Work instructions:
All records should be reproduced verbatim.

Input for this task:
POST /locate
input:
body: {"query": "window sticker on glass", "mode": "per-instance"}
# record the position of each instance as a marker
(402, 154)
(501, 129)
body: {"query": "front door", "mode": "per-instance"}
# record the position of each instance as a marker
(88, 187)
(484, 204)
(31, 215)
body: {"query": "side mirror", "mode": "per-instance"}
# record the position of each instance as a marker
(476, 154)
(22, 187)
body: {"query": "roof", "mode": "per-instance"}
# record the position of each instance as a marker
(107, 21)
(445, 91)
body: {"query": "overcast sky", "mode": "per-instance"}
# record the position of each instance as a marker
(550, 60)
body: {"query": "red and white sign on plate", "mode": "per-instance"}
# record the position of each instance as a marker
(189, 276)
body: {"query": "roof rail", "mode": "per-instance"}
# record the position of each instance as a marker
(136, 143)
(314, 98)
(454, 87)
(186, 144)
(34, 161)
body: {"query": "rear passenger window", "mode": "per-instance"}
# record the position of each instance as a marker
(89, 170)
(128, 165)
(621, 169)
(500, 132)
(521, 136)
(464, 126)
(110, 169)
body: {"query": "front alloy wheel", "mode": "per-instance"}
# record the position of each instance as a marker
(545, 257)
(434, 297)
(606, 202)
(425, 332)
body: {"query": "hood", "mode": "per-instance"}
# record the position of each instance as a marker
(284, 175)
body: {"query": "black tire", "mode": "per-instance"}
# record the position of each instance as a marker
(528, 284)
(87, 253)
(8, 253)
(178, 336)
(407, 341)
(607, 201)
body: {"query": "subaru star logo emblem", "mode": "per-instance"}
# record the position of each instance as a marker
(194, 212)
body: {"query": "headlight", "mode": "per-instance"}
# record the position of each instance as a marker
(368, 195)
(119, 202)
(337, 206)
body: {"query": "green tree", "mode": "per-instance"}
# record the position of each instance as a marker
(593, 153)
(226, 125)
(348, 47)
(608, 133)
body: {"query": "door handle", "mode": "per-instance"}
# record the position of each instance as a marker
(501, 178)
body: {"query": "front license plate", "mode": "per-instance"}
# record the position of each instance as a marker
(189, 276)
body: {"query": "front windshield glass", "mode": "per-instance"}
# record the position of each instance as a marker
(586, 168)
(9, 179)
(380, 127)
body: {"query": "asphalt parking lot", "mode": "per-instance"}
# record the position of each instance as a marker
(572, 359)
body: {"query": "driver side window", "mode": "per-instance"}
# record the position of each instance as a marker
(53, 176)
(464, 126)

Full output:
POST /locate
input:
body: {"query": "window sticker on glass", "mode": "per-instance"}
# record the position of each instance as a marker
(402, 154)
(501, 129)
body: {"query": "front door", "mode": "per-instance"}
# record the position of each instance as a marker
(88, 187)
(484, 204)
(31, 215)
body: {"query": "side mirror", "mode": "per-instance"}
# record the position of each instance as a marker
(476, 154)
(22, 187)
body: {"query": "roof", "mode": "per-instance"}
# record the position of each instance as a marker
(107, 21)
(445, 91)
body: {"query": "overcast sky", "mode": "per-instance"}
# record the position of each instance as a marker
(550, 60)
body: {"query": "red and white sign on plate", "mode": "per-instance"}
# record the position of each instance as a marker
(189, 276)
body: {"query": "roof rail", "mode": "per-instance"}
# record the position of each instance as a marker
(136, 143)
(314, 98)
(454, 87)
(186, 144)
(34, 161)
body: {"query": "rear passenger window", "mode": "per-instance"}
# record the position of each instance as a marker
(89, 170)
(128, 165)
(621, 169)
(500, 132)
(521, 136)
(464, 126)
(110, 169)
body: {"query": "front alloy wheel", "mode": "per-instance"}
# record the position of each instance as a marker
(545, 257)
(434, 297)
(606, 202)
(425, 332)
body: {"query": "hood", "mode": "per-instance"}
# record the position of each instance as a marker
(284, 175)
body: {"query": "black tire", "mode": "per-instance"}
# record the position of each instance as a marker
(528, 284)
(87, 253)
(8, 253)
(178, 336)
(407, 341)
(607, 201)
body: {"query": "subaru star logo emblem", "mode": "per-instance"}
# record the position of each instance as a marker
(194, 212)
body: {"query": "headlight", "mode": "per-instance"}
# record the position of each instance as a marker
(368, 195)
(119, 202)
(337, 206)
body: {"query": "green tree", "mode": "per-instance"}
# record the position of each instance as a marker
(593, 153)
(226, 125)
(348, 47)
(608, 133)
body: {"query": "door handle", "mode": "per-instance"}
# record the position of each instance as a marker
(501, 178)
body: {"query": "front license plate", "mode": "per-instance"}
# record the position of each instance as a marker
(189, 276)
body: {"query": "front windshield glass", "mode": "per-instance"}
# record the position of each instance as a marker
(586, 168)
(9, 179)
(380, 127)
body: {"query": "asphalt parking lot", "mode": "per-instance"}
# record the position of each instance as a marker
(572, 359)
body: {"query": "driver side window", "mode": "per-instance"}
# record the position of each instance as a marker
(53, 176)
(464, 126)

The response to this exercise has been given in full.